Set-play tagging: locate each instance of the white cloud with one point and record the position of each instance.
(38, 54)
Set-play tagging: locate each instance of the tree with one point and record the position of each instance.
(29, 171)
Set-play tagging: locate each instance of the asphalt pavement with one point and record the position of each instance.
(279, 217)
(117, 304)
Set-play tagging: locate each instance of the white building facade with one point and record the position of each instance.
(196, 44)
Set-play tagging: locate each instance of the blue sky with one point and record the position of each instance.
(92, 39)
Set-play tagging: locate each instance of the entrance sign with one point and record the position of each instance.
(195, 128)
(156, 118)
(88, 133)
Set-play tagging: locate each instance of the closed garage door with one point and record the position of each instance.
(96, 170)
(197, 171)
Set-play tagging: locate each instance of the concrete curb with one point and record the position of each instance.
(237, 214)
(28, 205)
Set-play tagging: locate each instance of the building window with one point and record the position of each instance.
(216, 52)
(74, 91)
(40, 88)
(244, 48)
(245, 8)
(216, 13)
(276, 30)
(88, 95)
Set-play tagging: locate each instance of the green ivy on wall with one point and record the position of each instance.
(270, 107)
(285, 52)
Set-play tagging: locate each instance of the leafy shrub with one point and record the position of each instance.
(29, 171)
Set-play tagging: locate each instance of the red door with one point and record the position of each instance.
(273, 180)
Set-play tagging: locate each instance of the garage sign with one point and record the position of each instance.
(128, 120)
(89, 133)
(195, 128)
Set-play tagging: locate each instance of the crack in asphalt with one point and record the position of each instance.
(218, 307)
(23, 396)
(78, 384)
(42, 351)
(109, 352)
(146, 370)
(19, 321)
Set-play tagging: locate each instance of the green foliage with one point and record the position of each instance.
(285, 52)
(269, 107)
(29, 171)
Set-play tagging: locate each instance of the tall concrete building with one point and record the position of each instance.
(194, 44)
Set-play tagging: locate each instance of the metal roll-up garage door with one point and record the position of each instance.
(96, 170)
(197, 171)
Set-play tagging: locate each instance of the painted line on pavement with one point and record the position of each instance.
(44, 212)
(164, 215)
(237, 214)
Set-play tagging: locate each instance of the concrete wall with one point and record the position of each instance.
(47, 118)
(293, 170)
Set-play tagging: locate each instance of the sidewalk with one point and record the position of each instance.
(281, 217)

[Your instructions]:
Write out every item above again, swapping "locate" for "mark" wherever it occurs and changing nothing else.

[Right answer]:
Set-play tagging: mark each instance of the white cloud with one point and record the position of each instance.
(38, 54)
Set-play tagging: mark each instance of the tree with one point and record the position of each instance.
(29, 171)
Set-play tagging: mark each instance of the asphalt pavement with one point and record the position of each instance.
(279, 217)
(117, 304)
Set-play tagging: mark each instance of the white building facade with one point and record the position of each instance.
(196, 44)
Set-play tagging: mark each instance of the blue sky with one point and record the position of each instance.
(92, 39)
Set-play tagging: mark each instance of the entrance sign with one point and record the position of each instance.
(195, 128)
(156, 118)
(88, 133)
Set-play tagging: mark each instance of the closed garage door with one point and record the position of each instance.
(96, 170)
(197, 171)
Set-play tagging: mark each instance of the concrete curb with one point and record the position of each instance.
(237, 214)
(28, 205)
Set-play tagging: mark each instance of the building window with one point and record the position of each instance.
(216, 52)
(74, 91)
(40, 88)
(244, 48)
(245, 8)
(216, 13)
(276, 30)
(88, 95)
Set-play tagging: mark each instance of the green ivy on wall with one point and record the position of each instance.
(270, 107)
(285, 52)
Set-play tagging: mark each instance of the leafy shrub with one point and record the position of each instance.
(29, 171)
Set-play tagging: mark each instance of the red door with one point and record the position of each instance.
(273, 180)
Set-play tagging: mark each instance of the garage sign with one point and record the position of each instance.
(128, 120)
(89, 133)
(195, 128)
Set-play tagging: mark each instance of the crack in asphalt with one point and record the position of each instance.
(218, 307)
(23, 396)
(78, 384)
(42, 351)
(109, 352)
(146, 370)
(19, 321)
Set-play tagging: mark each instance of the green foliage with one point and record the position of each instance.
(285, 52)
(269, 107)
(29, 171)
Set-play tagging: mark each instance of the tall concrete building with one point and record the position of each instance.
(194, 44)
Set-play tagging: mark each instance of the metal roll-up garage door with one point and record the position of each instance.
(96, 170)
(197, 171)
Set-play tagging: mark each instance of the painted line on pavement with one point and record the position of each instance.
(44, 212)
(164, 215)
(237, 214)
Set-play tagging: mark each instance of the concrete wall with one point and record the position of each instance.
(47, 118)
(293, 170)
Set-play tagging: mark each instance of the sidewalk with one point and record the position of each instance.
(281, 217)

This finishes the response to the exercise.